Aim of the exercise
The required output is the full listing below, reproduced word for word.

Data to use
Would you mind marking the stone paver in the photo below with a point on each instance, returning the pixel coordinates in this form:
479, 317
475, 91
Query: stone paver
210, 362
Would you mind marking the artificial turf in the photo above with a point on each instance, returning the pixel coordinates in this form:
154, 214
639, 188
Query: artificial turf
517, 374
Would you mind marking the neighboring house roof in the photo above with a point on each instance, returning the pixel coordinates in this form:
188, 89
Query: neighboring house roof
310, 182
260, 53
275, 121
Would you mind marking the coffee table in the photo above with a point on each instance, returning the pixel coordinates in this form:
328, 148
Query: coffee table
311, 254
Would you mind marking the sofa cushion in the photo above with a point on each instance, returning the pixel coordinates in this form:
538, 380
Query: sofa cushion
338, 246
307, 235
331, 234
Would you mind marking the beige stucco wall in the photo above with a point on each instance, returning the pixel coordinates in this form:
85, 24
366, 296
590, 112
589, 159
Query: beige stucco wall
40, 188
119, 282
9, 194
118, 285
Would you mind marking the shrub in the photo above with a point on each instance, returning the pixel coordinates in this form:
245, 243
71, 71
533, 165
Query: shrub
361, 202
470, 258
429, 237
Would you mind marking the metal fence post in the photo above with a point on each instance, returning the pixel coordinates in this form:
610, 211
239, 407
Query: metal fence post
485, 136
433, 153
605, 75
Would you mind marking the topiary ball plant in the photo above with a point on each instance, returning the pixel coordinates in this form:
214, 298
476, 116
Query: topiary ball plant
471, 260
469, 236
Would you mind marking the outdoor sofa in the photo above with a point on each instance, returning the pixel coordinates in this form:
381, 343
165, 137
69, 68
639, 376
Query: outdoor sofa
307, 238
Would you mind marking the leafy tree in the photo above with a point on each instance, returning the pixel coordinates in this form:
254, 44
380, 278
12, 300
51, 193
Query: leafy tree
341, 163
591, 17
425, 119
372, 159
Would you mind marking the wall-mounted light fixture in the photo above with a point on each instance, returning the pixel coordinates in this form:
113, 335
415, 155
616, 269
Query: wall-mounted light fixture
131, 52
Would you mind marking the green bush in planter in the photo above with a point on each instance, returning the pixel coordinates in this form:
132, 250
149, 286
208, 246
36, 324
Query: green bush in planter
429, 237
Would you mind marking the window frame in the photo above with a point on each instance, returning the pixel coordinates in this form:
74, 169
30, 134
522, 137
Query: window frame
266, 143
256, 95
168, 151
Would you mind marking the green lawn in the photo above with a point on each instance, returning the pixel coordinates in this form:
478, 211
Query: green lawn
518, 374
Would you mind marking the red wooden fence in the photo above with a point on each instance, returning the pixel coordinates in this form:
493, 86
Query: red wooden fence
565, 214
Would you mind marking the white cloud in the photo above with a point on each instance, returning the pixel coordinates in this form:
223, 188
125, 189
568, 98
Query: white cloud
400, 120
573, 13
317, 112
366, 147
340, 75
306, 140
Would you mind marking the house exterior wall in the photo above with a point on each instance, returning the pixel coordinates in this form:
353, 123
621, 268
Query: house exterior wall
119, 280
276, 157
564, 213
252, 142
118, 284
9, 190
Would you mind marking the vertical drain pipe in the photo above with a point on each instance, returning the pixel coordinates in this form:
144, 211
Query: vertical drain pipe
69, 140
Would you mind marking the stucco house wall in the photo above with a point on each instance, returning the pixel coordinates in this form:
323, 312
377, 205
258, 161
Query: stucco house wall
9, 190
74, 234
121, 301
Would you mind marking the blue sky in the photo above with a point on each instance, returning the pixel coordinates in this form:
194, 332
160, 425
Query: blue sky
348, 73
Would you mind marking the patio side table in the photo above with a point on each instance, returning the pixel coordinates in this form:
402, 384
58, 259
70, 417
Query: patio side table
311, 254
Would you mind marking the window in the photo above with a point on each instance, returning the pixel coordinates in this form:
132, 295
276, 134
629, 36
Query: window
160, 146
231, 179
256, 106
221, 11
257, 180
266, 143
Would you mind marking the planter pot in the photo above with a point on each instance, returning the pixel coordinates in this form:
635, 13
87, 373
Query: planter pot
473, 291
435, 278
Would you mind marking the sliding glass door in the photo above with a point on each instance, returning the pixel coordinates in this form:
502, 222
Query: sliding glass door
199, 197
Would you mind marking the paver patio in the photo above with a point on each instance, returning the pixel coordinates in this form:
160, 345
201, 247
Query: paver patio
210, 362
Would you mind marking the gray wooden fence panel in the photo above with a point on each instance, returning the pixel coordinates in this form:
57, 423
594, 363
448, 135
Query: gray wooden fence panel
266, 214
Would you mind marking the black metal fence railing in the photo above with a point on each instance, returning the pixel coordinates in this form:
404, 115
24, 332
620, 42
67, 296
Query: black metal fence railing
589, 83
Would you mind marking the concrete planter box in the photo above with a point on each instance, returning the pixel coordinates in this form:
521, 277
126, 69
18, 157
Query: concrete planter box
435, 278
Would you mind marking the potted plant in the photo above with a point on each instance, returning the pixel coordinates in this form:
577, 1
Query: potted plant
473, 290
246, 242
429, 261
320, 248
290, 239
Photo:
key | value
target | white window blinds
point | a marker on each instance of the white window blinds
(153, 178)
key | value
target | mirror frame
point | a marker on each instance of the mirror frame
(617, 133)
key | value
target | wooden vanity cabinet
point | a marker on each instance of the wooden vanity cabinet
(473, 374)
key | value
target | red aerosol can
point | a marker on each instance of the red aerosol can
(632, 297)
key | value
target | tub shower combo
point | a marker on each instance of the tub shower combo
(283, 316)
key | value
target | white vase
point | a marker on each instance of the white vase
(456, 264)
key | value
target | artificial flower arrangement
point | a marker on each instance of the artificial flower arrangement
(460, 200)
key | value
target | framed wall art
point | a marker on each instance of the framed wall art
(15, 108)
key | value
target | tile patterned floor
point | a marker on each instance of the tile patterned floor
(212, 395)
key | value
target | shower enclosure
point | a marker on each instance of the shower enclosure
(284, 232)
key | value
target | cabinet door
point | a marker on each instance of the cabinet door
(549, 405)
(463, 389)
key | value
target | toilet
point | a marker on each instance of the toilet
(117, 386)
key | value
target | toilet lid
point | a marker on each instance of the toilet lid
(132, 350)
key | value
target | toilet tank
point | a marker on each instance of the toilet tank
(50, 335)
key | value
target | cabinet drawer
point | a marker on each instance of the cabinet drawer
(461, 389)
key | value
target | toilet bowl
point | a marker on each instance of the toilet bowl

Task solution
Would you mind marking the stone paver in the photo below with a point on each instance, returning the pixel coordinates in this form:
479, 317
475, 91
Query: stone paver
210, 362
Would you mind marking the artificial turf in the photo above with a point on each instance, returning the pixel coordinates in this form:
154, 214
639, 188
Query: artificial turf
517, 374
Would you mind marking the neighboring house roof in the photo above with a point on each instance, returning the pixel coordinates in this form:
188, 89
Query: neighboring house roof
310, 182
260, 53
275, 121
Would you mind marking the coffee table in the photo above with a point on each instance, returning the pixel coordinates in this form:
328, 148
Query: coffee table
311, 254
Would you mind marking the sofa cushion in the photo above with a point on each instance, returning the pixel coordinates in this form:
538, 380
Query: sofa cushion
338, 246
307, 235
331, 234
Would you mind marking the beige stucco wall in the photo above with a point on each instance, returning the pixel coordinates in this form:
85, 24
366, 296
590, 112
589, 159
Query: beige stucco wall
40, 188
119, 282
9, 194
118, 285
Would you mind marking the shrub in the photo above with a point on each instance, returning the pixel coordinates in this form:
245, 243
71, 71
533, 165
Query: shrub
361, 202
470, 258
429, 237
Would you mind marking the metal fence post in the photo above with a point on each instance, returning the pixel coordinates in this form:
610, 211
239, 407
Query: metal fence post
485, 136
433, 153
605, 75
Would you mind marking the topiary ball plant in the photo above with a point on each instance, returning the pixel coordinates in this form:
214, 298
476, 116
Query: topiary ball plant
471, 260
469, 236
Would you mind marking the outdoor sofa in the photo above with a point on each instance, returning the pixel coordinates in this form:
381, 343
165, 137
69, 68
639, 376
Query: outdoor sofa
307, 238
Would you mind marking the leafy tree in the photo above with a point on each instance, returning the pixel coordinates in this form:
254, 44
380, 278
12, 300
51, 193
Query: leafy tree
341, 163
591, 17
425, 119
372, 159
Would you mind marking the wall-mounted light fixture in the photo above with a point on each instance, returning the pixel coordinates in this form:
113, 335
415, 155
616, 269
Query: wall-mounted light fixture
131, 52
Would you mind marking the green bush in planter in the photo above with a point on each instance, returning the pixel coordinates in this form:
132, 250
149, 286
208, 246
36, 324
Query: green bush in planter
429, 237
Would you mind marking the window frame in the photo above with a point on each instance, returning the pixel coordinates in this form:
74, 169
30, 134
522, 137
Query: window frame
266, 143
256, 95
168, 151
Would you mind marking the green lawn in the photo above with a point on each instance, returning the pixel coordinates in this form:
478, 211
Query: green lawn
518, 374
Would you mind marking the red wooden fence in the photo above with a point on each instance, returning the pixel coordinates in this form:
493, 86
Query: red wooden fence
565, 214
Would you mind marking the white cloud in the photo above with a point on each instance, returning the pixel coordinates in this form:
223, 188
125, 189
568, 98
Query: white cloud
400, 120
573, 13
317, 112
366, 147
340, 75
306, 140
Would you mind marking the house exterior wall in the photo above with a point on each instance, returning the pixel coordinates in this form:
353, 123
621, 268
Query: house exterior wall
119, 280
276, 157
564, 213
252, 142
118, 284
9, 190
Would you mind marking the vertical drain pipe in the photo above with a point on each instance, returning the pixel coordinates in this form:
144, 211
Query: vertical drain pipe
69, 140
Would you mind marking the stucco house wall in the photo above with a point on each instance, returning the pixel coordinates in this form:
323, 312
377, 205
258, 161
Query: stucco house wall
9, 190
74, 234
121, 301
Would you mind marking the blue sky in the photo above with a point on each instance, returning the pixel coordinates in this form:
194, 332
160, 425
Query: blue sky
348, 73
Would you mind marking the patio side table in the photo above with a point on each instance, returning the pixel coordinates in this form:
402, 384
58, 259
70, 417
Query: patio side table
311, 254
Would you mind marking the window in the photo above with a point on each instance, returning the pixel coordinates in this form:
132, 295
276, 134
629, 36
Query: window
160, 146
231, 179
256, 106
221, 11
257, 180
266, 143
Would you mind marking the planter pot in the photo above with a point on each instance, returning the pixel coordinates in this form:
635, 13
87, 373
Query: planter pot
473, 291
435, 278
Would you mind marking the sliding glass door in the photo above with a point on each instance, returning the pixel coordinates in this form:
502, 222
Query: sliding glass door
199, 197
Would you mind marking the paver patio in the photo above with a point on each instance, returning the pixel coordinates in this form:
160, 345
201, 247
Query: paver patio
210, 362
Would you mind marking the gray wooden fence panel in the photo above with a point on each instance, returning the pixel coordinates in this form:
57, 423
594, 363
448, 135
Query: gray wooden fence panel
266, 214
Would you mind marking the black metal fence railing in the photo above with a point on each instance, returning the pixel coordinates in this form:
404, 115
24, 332
620, 42
67, 296
Query: black metal fence railing
589, 83
Would you mind marking the concrete planter box in the photo above with a point on each instance, returning the pixel coordinates in this form:
521, 277
126, 69
18, 157
Query: concrete planter box
435, 278
Would you mind marking the potted plant in the photo above with a point on each instance, returning the pixel coordinates in this form:
577, 1
Query: potted plant
473, 290
246, 242
429, 261
320, 248
290, 239
Photo:
key | value
target | white window blinds
point | a marker on each instance of the white window blinds
(153, 178)
key | value
target | mirror frame
point | a marker on each instance of the mirror frame
(617, 133)
key | value
target | wooden vanity cabinet
point | a marker on each instance of the wooden vanity cabinet
(473, 374)
key | value
target | red aerosol can
point | a marker on each instance of the red aerosol can
(632, 297)
key | value
target | tub shower combo
point | a marker on each instance of the tub shower combo
(283, 316)
key | value
target | white vase
point | a marker on each instance of the white vase
(456, 264)
key | value
target | artificial flower arrangement
point | a marker on each instance of the artificial flower arrangement
(460, 200)
key | value
target | framed wall art
point | a marker on each instance of the framed wall art
(15, 108)
key | value
target | tile patterned floor
point | a marker on each instance of the tile patterned floor
(212, 395)
key | value
target | shower enclosure
point | a marker on each instance of the shower enclosure
(284, 232)
key | value
target | cabinet door
point | a marker on each instance of the cabinet door
(549, 405)
(463, 389)
key | value
target | toilet
point | a marker on each instance of the toilet
(117, 386)
key | value
target | toilet lid
point | a marker on each instance of the toilet lid
(132, 350)
key | value
target | toilet tank
point | a marker on each instance of the toilet tank
(50, 335)
key | value
target | cabinet drawer
point | a marker on each instance of the cabinet drawer
(461, 389)
key | value
target | toilet bowl
point | a marker on each instance of the toilet bowl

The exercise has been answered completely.